Supplied text:
·····
Separating the Deck from Hull
Posted: 01 Feb 14 15:16
Message ID: 2400
Baker boat (308). Found on Craigslist. Home to multiple animals at one point in time. Sat upsidedown on horses the last twenty+ years. Strangely enough, it is complete.
Anyway, I want to separate the deck from the hull. Then, I want to separate the buoyancy tank(s) from the hull to remove foam that was sprayed in there. After that, I want to put it all together after I fix whatever I find. What I am looking for is advice aside from cutting it up with a chainsaw and sending it to the graveyard. Have any of you Larkers ever done this?
Yes, I am crazy, but me thinks this is what this boat needs as every bit of wood in it is shot. Believe it or not, I am doing this for fun.
Posted: 02 Feb 14 11:58
Reply ID: 6582
The foam wasn't sprayed in, it was built in as reserve bouyancy - all Bakers have it (not sure but I think it is, or was, in the class rules). And the only bit of wood should be the thwart - if there's any other wood it's been fitted later.
Posted: 03 Feb 14 11:07
Reply ID: 6584
Hmmm. That makes no sense as one tank (starboard) has foam and the other does not. It was definitely added by some clown during the history of this boat as the job was sh*t.
How about loft lines for a Baker Hull? Anyone? I need to make a frame to support the hull shape when crack open this clam.
Posted: 03 Feb 14 11:11
Reply ID: 6585
Forgot to mention the wood. You are obviously only referring to the "visible" wood. There is more. Deck battons, transom rudder support, stay attachment blocks, etc.
I still love the fact that the deck design has a hole for a spinnaker lead RIGHT THROUGH THE MIDDLE OF THE DECK BATTON! That is certainly a recipe for rotting it.
Anyway, with a grinder and a lot of beer, I am going to have at it. (I also think I will be the first AND LAST one to do this.
(308, build April 1968)
Posted: 04 Feb 14 07:32
Reply ID: 6586
I think it would be almost impossible to get the deck off the hull in a state that you would then be able to use again, with the same applying to the side tanks.
The main reason is that to separate the hull/deck join is going to involve an angle grinder/dremel and also wedges to force the join open to allow you to grind deeper, it's very likely the the glue used has also gone around the corner of the flange as well meaning that you wont be able to access it with a grinder so the only way to remove the deck is likely to be to destroy the flange used to attach it.
If you want to remove the foam or refurbish the supports inside the tanks, then I would suggest getting jigsaw and cutting a hole in either the hull or the deck and then repairing the hole afterwards.
Posted: 04 Feb 14 11:27
Reply ID: 6587
Not sure about Baker but my Parker has a block of foam. If you do remove it you will need to replace with something buoyant. Otherwise, if, for any reason, your buoyancy tanks fill with water the boat is likely to sink to the bottom.
·····
Which wooden parts of the boat does the forum thread name?
·····
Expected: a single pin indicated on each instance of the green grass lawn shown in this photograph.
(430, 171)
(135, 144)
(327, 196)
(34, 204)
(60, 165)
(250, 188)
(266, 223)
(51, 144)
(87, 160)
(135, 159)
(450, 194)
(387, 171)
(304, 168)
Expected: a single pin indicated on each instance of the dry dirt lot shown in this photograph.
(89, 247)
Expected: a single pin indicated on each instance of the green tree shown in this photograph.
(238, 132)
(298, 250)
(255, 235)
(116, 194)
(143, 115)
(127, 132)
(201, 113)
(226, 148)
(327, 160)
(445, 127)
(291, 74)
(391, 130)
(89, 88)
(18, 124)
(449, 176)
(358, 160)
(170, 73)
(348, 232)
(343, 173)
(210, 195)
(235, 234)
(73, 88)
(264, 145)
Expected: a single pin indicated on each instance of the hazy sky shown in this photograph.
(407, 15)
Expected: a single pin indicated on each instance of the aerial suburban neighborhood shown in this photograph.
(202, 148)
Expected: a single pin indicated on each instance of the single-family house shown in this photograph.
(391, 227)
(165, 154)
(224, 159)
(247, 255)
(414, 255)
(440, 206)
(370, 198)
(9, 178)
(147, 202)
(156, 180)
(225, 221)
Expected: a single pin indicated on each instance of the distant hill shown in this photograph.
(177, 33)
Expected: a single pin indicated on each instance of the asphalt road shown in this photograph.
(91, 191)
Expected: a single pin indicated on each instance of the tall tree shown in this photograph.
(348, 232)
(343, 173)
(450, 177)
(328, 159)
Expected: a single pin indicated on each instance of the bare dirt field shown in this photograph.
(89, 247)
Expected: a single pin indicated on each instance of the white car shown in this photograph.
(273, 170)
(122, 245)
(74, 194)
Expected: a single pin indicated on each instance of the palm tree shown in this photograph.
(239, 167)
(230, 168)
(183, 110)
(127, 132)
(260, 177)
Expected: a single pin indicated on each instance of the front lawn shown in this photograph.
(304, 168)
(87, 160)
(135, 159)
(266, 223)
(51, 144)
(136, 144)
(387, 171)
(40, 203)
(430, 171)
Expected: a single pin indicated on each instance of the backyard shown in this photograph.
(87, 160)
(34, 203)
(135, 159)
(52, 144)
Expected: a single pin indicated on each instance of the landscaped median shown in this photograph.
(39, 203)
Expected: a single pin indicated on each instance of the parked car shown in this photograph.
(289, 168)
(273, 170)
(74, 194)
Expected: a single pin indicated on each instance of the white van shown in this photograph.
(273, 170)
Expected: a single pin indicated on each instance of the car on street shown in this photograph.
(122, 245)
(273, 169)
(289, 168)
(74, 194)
·····
Answer in full:
- Thwart
- Deck battons
- Transom rudder support
- Stay attachment blocks